■ **What you are asked to do**:
Please copy out the whole listing below word for word, omitting the pictures.

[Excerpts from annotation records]
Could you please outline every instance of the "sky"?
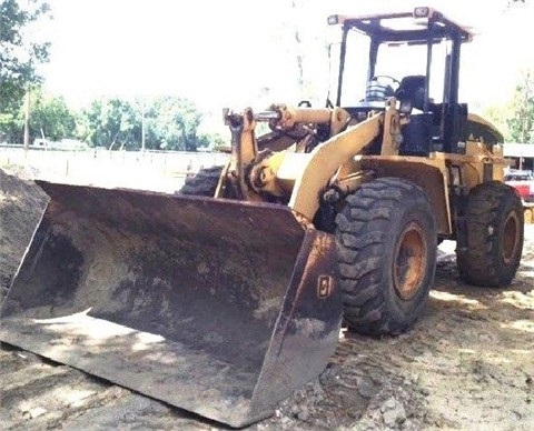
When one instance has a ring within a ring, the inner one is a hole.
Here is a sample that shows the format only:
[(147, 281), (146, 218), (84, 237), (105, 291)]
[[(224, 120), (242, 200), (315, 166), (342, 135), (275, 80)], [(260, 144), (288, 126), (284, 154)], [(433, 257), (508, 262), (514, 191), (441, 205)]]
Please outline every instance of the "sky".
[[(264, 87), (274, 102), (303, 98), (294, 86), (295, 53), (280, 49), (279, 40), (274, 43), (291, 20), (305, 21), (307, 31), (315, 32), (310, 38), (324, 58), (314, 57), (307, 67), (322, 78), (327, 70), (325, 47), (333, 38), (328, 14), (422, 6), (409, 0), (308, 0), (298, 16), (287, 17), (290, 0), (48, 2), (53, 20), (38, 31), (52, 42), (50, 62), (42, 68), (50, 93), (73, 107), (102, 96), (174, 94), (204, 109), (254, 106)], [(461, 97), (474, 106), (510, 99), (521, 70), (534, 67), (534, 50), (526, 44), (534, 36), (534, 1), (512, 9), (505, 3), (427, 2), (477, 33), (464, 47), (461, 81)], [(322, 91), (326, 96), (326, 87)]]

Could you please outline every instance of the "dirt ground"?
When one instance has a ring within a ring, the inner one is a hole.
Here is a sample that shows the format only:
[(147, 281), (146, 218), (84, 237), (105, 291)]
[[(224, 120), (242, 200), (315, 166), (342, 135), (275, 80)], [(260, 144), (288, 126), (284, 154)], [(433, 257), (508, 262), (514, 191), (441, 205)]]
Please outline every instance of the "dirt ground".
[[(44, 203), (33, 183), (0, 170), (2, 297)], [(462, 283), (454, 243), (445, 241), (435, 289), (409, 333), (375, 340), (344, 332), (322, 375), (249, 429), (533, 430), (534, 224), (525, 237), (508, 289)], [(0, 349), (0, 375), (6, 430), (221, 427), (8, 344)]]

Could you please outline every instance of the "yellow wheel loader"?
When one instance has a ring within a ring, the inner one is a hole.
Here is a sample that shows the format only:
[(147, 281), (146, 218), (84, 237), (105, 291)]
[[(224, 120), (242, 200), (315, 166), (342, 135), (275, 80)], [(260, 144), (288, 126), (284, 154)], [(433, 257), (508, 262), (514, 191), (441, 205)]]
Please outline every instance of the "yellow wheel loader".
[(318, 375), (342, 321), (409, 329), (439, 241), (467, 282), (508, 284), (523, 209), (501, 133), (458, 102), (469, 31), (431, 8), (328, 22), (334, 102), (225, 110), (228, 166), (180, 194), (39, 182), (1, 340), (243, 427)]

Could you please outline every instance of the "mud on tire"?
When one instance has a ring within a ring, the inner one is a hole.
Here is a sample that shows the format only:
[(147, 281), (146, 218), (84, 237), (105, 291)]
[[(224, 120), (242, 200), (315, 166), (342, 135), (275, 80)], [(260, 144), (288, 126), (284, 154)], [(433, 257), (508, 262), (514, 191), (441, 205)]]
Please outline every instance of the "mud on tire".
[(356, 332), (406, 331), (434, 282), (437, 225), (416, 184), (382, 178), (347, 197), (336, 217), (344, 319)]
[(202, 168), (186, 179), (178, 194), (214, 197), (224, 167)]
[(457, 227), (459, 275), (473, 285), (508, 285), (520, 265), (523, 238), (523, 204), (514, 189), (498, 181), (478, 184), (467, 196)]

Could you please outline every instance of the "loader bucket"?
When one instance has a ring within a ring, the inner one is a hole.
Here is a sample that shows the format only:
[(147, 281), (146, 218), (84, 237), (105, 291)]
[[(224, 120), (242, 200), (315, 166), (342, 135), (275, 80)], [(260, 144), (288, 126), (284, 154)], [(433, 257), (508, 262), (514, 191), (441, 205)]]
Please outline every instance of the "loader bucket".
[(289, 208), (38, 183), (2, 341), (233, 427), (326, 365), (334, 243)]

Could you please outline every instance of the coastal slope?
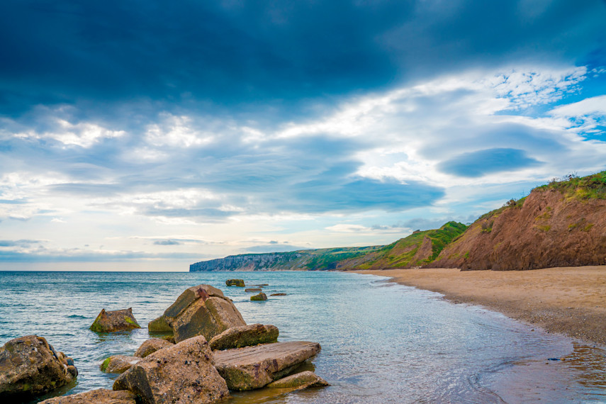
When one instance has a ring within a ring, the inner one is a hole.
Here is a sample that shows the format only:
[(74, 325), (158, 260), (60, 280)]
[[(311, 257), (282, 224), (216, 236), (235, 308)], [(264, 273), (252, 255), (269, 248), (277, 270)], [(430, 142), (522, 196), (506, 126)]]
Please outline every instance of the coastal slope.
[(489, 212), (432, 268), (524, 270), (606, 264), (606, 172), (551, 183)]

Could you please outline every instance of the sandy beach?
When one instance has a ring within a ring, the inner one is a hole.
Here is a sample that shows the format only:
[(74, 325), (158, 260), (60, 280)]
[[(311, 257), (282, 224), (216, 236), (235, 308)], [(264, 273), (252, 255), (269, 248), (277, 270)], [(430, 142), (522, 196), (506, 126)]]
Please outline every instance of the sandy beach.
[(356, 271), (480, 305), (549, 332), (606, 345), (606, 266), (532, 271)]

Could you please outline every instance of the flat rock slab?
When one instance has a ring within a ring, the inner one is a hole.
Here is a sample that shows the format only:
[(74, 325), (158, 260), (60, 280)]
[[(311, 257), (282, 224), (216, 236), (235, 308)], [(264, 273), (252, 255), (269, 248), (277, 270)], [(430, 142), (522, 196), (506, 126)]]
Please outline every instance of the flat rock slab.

■ **Result of the task**:
Could you please outline every instance of the "sky"?
When one instance has a ring within a ring, the inner one is a hole.
Here is a sample that shows the format only:
[(147, 281), (146, 218), (84, 237), (105, 291)]
[[(224, 120), (242, 200), (315, 166), (342, 135), (275, 80)], [(260, 144), (288, 126), (284, 154)], [(433, 257), (508, 262), (514, 191), (441, 205)]]
Please outline every instance of the "sky".
[[(264, 87), (274, 102), (303, 98), (294, 86), (295, 53), (280, 49), (279, 40), (274, 43), (291, 20), (305, 21), (307, 31), (315, 32), (310, 38), (324, 58), (314, 57), (307, 67), (322, 78), (327, 70), (325, 47), (333, 38), (328, 14), (422, 6), (409, 0), (308, 0), (298, 16), (287, 17), (290, 0), (48, 2), (53, 20), (38, 31), (52, 42), (50, 62), (42, 68), (50, 93), (73, 107), (102, 96), (174, 94), (204, 109), (254, 106)], [(461, 97), (474, 106), (510, 99), (521, 70), (534, 67), (534, 50), (526, 44), (534, 36), (534, 1), (512, 9), (505, 3), (427, 2), (477, 33), (464, 47), (461, 81)], [(322, 91), (326, 96), (326, 87)]]

Could you please outline every instance of the "dirt ground"?
When one instance has a ring within a ring, the inner one is a hole.
Here is a sample that shows the format only:
[(147, 281), (146, 218), (84, 237), (105, 291)]
[[(224, 120), (242, 200), (315, 166), (342, 135), (275, 80)], [(260, 144), (288, 126), (284, 154)], [(433, 257), (508, 262), (514, 191), (441, 205)]]
Please outline every instance of the "dirt ground".
[[(44, 203), (33, 183), (0, 170), (2, 297)], [(462, 283), (454, 243), (445, 241), (435, 289), (409, 333), (375, 340), (344, 332), (322, 375), (249, 429), (533, 430), (534, 224), (525, 237), (508, 289)], [(0, 349), (0, 375), (6, 430), (221, 427), (8, 344)]]

Could you please outline every instance of the "yellow wheel loader"?
When one instance has a ring within a ring, the inner one is a hole.
Here is a sample that shows the format only:
[(147, 281), (146, 218), (84, 237), (105, 291)]
[[(224, 120), (242, 200), (315, 166), (342, 135), (275, 80)], [(260, 144), (288, 126), (284, 154)], [(433, 257), (508, 262), (514, 191), (441, 205)]]
Please outline every instance of the "yellow wheel loader".
[(318, 375), (342, 321), (409, 329), (439, 241), (467, 282), (508, 284), (523, 209), (501, 133), (458, 102), (469, 31), (431, 8), (328, 22), (334, 102), (225, 110), (228, 166), (180, 194), (39, 182), (1, 340), (243, 427)]

Could you please outline every instance of the "mud on tire"?
When one instance has a ring within a ring, the inner one is a hole.
Here is a sample that shows the format only:
[(147, 281), (146, 218), (84, 237), (105, 291)]
[[(224, 120), (242, 200), (315, 166), (342, 135), (275, 80)], [(260, 144), (288, 126), (284, 154)], [(433, 257), (508, 262), (514, 191), (441, 205)]]
Please outline every instance of the "mud on tire".
[(356, 332), (406, 331), (434, 282), (437, 225), (416, 184), (382, 178), (347, 197), (336, 217), (344, 319)]
[(202, 168), (186, 179), (178, 194), (214, 197), (224, 167)]
[(457, 227), (459, 275), (473, 285), (508, 285), (520, 265), (523, 238), (523, 204), (514, 189), (498, 181), (478, 184), (467, 196)]

Could you please outline every instance of the "loader bucket"?
When one instance has a ring within a ring, the inner one is a hole.
Here is a sample that shows the format only:
[(147, 281), (146, 218), (84, 237), (105, 291)]
[[(224, 120), (242, 200), (315, 166), (342, 135), (275, 80)], [(260, 144), (288, 126), (284, 154)], [(433, 257), (508, 262), (514, 191), (441, 205)]]
Please outline every instance of the "loader bucket".
[(289, 208), (38, 183), (2, 341), (233, 427), (326, 365), (334, 243)]

Could you please outline every instance of the coastal slope?
When one instance has a ring within a ring, the inner one is a hole.
Here is a sample that shows the format only:
[(74, 325), (158, 260), (60, 280)]
[[(311, 257), (282, 224), (216, 236), (235, 308)], [(264, 273), (252, 255), (269, 248), (277, 270)], [(430, 142), (522, 196), (506, 126)]]
Please outline every instance of the coastal slope.
[(489, 212), (432, 268), (524, 270), (606, 264), (606, 172), (551, 183)]

Could you please outline every instance of the sandy beach?
When one instance has a ring within a ring, the inner one is a hole.
Here is a sample that shows the format only:
[(74, 325), (158, 260), (60, 280)]
[[(311, 257), (282, 224), (216, 236), (235, 308)], [(264, 273), (252, 255), (269, 248), (277, 270)], [(430, 142), (522, 196), (506, 126)]]
Please outline every instance of the sandy beach.
[(356, 271), (480, 305), (549, 332), (606, 345), (606, 266), (532, 271)]

Could you please outline every instance of the flat rock slab?
When one instance has a ring within a ring, the inner one is a hole.
Here is a sample that shows the format only:
[(74, 325), (158, 260), (60, 280)]
[[(311, 257), (282, 224), (216, 236), (235, 308)], [(264, 273), (252, 255), (269, 248), (277, 270)], [(430, 142), (522, 196), (506, 126)]]
Please outline every instance of the flat rock slab.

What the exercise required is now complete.